▶ [Input]
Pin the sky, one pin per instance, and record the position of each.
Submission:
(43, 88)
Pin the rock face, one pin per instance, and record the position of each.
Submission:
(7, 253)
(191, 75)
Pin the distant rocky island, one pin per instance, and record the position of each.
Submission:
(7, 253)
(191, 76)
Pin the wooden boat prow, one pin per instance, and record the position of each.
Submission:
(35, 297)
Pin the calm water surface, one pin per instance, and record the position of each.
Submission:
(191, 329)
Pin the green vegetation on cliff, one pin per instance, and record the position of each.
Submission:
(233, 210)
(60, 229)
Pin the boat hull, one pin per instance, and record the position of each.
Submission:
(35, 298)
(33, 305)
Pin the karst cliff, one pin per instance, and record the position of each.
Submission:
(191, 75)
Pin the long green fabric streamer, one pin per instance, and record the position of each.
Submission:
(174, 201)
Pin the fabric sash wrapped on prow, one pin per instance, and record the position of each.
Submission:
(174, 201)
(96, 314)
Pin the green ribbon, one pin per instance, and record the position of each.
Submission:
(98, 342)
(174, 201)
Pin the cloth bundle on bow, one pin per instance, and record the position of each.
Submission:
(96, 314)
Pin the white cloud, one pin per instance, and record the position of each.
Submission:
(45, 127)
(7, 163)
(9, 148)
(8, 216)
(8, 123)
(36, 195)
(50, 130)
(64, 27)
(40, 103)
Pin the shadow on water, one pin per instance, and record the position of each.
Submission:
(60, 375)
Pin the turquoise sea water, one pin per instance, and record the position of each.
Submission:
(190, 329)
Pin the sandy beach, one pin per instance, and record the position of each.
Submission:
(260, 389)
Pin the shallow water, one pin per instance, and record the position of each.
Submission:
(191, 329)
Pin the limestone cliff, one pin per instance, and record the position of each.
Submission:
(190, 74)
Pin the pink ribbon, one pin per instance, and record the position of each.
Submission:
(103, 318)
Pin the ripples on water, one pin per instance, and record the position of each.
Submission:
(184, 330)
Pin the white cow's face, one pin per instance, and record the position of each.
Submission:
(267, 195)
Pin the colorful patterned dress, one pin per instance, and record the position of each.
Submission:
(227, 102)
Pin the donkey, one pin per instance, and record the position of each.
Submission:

▶ [Exercise goal] Could you render all of the material above as a JSON list of strings, one string per line, with blank lines left out?

▶ [Exercise result]
[
  "Pin the sky, one pin per instance, and record the position of each.",
  "Submission:",
  "(43, 88)",
  "Pin the rock face, one pin per instance, and record the position of each.",
  "Submission:",
  "(7, 253)",
  "(191, 75)",
  "Pin the distant rocky island, one pin per instance, and record the position of each.",
  "Submission:",
  "(7, 253)",
  "(191, 76)",
  "Pin the wooden boat prow, one pin per instance, and record the position of each.",
  "Submission:",
  "(35, 297)",
  "Pin the calm water surface, one pin per instance, and record the position of each.",
  "Submission:",
  "(191, 329)",
  "Pin the green vegetation on cliff, one pin per instance, and record the position of each.",
  "Submission:",
  "(233, 210)",
  "(60, 229)",
  "Pin the boat hull, one pin per instance, and record the position of each.",
  "Submission:",
  "(35, 298)",
  "(33, 305)",
  "Pin the karst cliff, one pin per instance, and record the position of each.",
  "Submission:",
  "(191, 75)",
  "Pin the long green fabric streamer, one pin per instance, and record the position of each.",
  "Submission:",
  "(174, 201)",
  "Pin the fabric sash wrapped on prow, one pin per instance, and record the position of each.",
  "Submission:",
  "(174, 201)",
  "(96, 314)",
  "Pin the green ribbon, one pin per instance, and record the position of each.",
  "Submission:",
  "(98, 342)",
  "(174, 201)",
  "Pin the cloth bundle on bow, one pin per instance, and record the position of each.",
  "Submission:",
  "(96, 314)",
  "Pin the white cloud, one pin per instance, and record the position of each.",
  "Submission:",
  "(45, 127)",
  "(7, 163)",
  "(9, 148)",
  "(8, 216)",
  "(8, 123)",
  "(36, 195)",
  "(50, 130)",
  "(64, 27)",
  "(40, 103)",
  "Pin the shadow on water, one pin per instance, and record the position of each.",
  "Submission:",
  "(60, 375)",
  "Pin the turquoise sea water, one pin per instance, and record the position of each.",
  "Submission:",
  "(190, 329)",
  "Pin the sandy beach, one pin per instance, and record the position of each.",
  "Submission:",
  "(260, 389)",
  "Pin the shallow water, one pin per instance, and record the position of each.",
  "Submission:",
  "(191, 329)",
  "Pin the limestone cliff, one pin per instance, and record the position of each.",
  "Submission:",
  "(190, 74)",
  "Pin the pink ribbon, one pin per instance, and record the position of each.",
  "Submission:",
  "(103, 318)",
  "Pin the ripples on water, one pin per instance, and record the position of each.",
  "Submission:",
  "(184, 330)",
  "Pin the white cow's face, one pin per instance, and record the position of each.",
  "Submission:",
  "(267, 195)",
  "Pin the colorful patterned dress, one pin per instance, and record the position of each.",
  "Submission:",
  "(227, 102)",
  "Pin the donkey, one pin per instance, and record the position of each.",
  "Submission:"
]